- To do
Reproduce, with no edits, the line that contains "so uh the silver" and all the lines that follow it, ending with the last line of the records.

[Free-text object descriptions]

☆ ☆ ☆

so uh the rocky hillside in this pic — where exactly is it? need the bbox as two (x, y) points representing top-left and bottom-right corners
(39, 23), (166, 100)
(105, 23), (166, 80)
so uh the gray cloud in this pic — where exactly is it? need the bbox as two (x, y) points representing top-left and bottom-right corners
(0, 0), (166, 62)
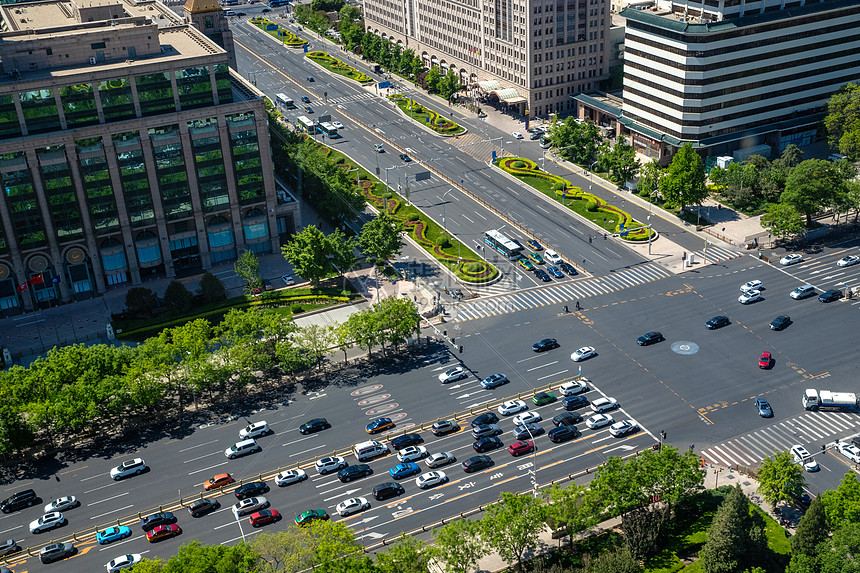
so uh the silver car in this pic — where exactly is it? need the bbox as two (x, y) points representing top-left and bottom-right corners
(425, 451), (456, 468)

☆ ☆ ☆

- Finished exercise
so uh the silver car in this pic — where exactly is it? need the bbox as two (x, y) points representing top-left and bottom-right corners
(425, 451), (456, 468)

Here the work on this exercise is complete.